### THE REQUEST
Pull out each line of the data that contains the string "bowl". The match is case-sensitive.

### RECORD SET

################

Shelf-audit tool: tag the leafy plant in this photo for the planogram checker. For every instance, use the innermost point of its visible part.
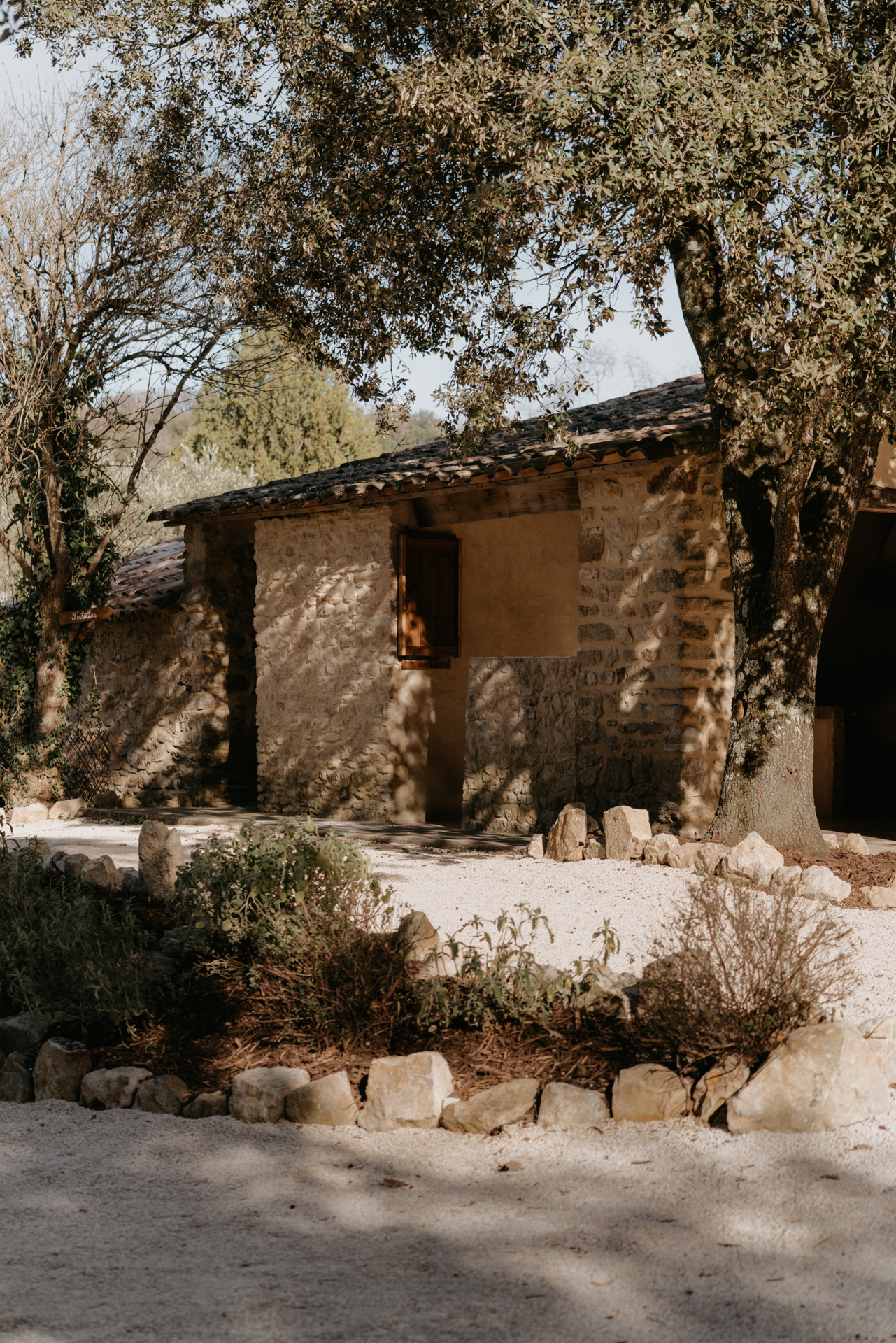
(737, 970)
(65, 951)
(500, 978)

################

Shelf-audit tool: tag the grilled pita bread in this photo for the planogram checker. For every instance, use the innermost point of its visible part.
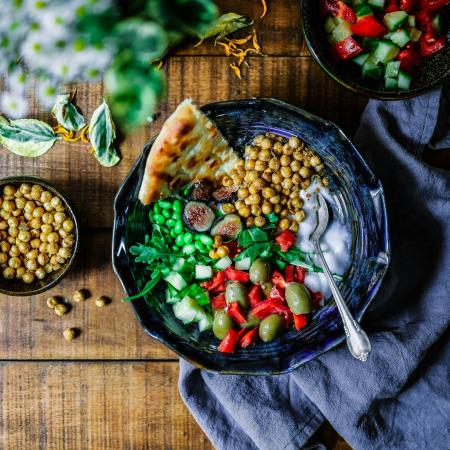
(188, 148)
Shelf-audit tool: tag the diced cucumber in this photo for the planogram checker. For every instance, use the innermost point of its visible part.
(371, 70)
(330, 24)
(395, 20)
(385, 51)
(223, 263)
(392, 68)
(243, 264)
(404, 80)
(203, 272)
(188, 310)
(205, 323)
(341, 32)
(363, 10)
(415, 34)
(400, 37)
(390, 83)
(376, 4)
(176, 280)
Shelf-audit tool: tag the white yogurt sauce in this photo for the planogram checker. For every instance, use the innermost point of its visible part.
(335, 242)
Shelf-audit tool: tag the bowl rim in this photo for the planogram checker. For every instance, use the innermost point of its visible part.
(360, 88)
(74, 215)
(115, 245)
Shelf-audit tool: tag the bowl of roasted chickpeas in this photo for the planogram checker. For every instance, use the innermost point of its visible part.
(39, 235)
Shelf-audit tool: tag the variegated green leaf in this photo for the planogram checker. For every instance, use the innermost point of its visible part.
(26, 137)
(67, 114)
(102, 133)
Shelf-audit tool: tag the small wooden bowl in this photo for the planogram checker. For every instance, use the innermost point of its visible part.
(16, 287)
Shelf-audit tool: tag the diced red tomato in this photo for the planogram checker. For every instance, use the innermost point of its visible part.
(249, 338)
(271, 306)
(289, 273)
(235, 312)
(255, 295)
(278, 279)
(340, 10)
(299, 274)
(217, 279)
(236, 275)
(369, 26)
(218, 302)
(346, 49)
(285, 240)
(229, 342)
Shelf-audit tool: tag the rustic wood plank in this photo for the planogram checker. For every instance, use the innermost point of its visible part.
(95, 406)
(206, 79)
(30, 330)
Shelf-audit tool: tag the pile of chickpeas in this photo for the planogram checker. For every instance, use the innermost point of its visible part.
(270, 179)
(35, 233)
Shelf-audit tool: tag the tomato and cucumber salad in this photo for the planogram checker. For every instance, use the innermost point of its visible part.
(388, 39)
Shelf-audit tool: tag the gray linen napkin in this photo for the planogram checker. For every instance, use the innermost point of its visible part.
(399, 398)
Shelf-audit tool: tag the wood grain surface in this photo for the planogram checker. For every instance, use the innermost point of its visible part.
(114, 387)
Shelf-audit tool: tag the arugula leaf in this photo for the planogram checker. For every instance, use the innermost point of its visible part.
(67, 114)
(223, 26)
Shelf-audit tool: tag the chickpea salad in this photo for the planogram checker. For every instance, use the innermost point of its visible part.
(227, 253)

################

### EXPECTED ANSWER
Shelf-audit tool: tag the bowl rim in this photo for the planogram checker. For every instance, use the innermost point of its visible part.
Shelf-audit tool: tag the bowl of roasted chickpeas in this photo for the planogram checker. For every instance, use the innermost point of its visible part.
Shelf-audit tool: tag the small wooden bowl in this photo for the planogram checker. For every instance, use the innermost point of its visible part.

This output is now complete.